## Task brief
Provide an exact reproduction of every entry.

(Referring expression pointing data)
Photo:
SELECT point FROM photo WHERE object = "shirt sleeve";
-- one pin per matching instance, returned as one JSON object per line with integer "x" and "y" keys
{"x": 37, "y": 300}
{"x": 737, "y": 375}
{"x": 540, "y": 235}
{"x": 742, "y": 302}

## Output for this exercise
Photo:
SELECT point FROM photo WHERE object = "shirt sleeve";
-- one pin per matching instance, returned as one JSON object per line with integer "x" and "y" keys
{"x": 37, "y": 300}
{"x": 737, "y": 375}
{"x": 540, "y": 235}
{"x": 742, "y": 302}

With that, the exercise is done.